● TRAVAIL DEMANDÉ:
Reproduisez à l'identique et en entier le texte ci-dessous sur le rôle du père.

Pour l’historien André Rauch, la re­­cherche d’une définition du rôle du père date de 1968. C’est étrangement l’année où les Français ont été invités pour la première fois à lui souhaiter sa fête. Deux ans plus tard, la loi entérinait l’autorité parentale conjointe. À la fin des années 1970 paraissaient les premiers articles sur les « papas poules » dont la sollicitude toute maternelle brouillait les repères ancestraux. Or, le nombre des divorces a explosé, rendant la présence des pères plus fragile. Et depuis quelques années, on les accuse d’avoir perdu leur « autorité » tandis que grandissent les incertitudes éducatives, la confusion des rôles et la crainte de perdre l’amour de son enfant.


Cette recherche de sens, nul d’entre vous n’y a échappé. Ceux qui ont élevé leurs enfants dans les années 1970 ont été des pères très différents de la génération précédente. Les parents des années 1970 sont assez sévères avec la génération précédente. « J’ai donné à mes enfants une éducation basée sur l’autonomie, la confiance, l’écoute, écrit Serge, 62 ans, très différente de celle que j’ai reçue, qui était une autorité de diktat, comme celle de 90 % des enfants des années 1950. » « J’ai été un père accompagnateur, à l’inverse du mien qui était sûr de lui, plein de principes, pratiquant une éducation proche du dressage, dit Jean-Jacques, 65 ans. Ma vie était la sienne. J’ai eu du mal à affirmer ma personnalité. »

● MATÉRIEL SOURCE:
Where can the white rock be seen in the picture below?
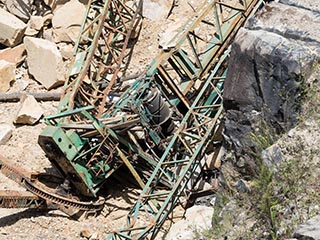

● RÉSULTAT DE L'EXERCICE:
Pour l’historien André Rauch, la re­­cherche d’une définition du rôle du père date de 1968. C’est étrangement l’année où les Français ont été invités pour la première fois à lui souhaiter sa fête. Deux ans plus tard, la loi entérinait l’autorité parentale conjointe. À la fin des années 1970 paraissaient les premiers articles sur les « papas poules » dont la sollicitude toute maternelle brouillait les repères ancestraux. Or, le nombre des divorces a explosé, rendant la présence des pères plus fragile. Et depuis quelques années, on les accuse d’avoir perdu leur « autorité » tandis que grandissent les incertitudes éducatives, la confusion des rôles et la crainte de perdre l’amour de son enfant.


Cette recherche de sens, nul d’entre vous n’y a échappé. Ceux qui ont élevé leurs enfants dans les années 1970 ont été des pères très différents de la génération précédente. Les parents des années 1970 sont assez sévères avec la génération précédente. « J’ai donné à mes enfants une éducation basée sur l’autonomie, la confiance, l’écoute, écrit Serge, 62 ans, très différente de celle que j’ai reçue, qui était une autorité de diktat, comme celle de 90 % des enfants des années 1950. » « J’ai été un père accompagnateur, à l’inverse du mien qui était sûr de lui, plein de principes, pratiquant une éducation proche du dressage, dit Jean-Jacques, 65 ans. Ma vie était la sienne. J’ai eu du mal à affirmer ma personnalité. »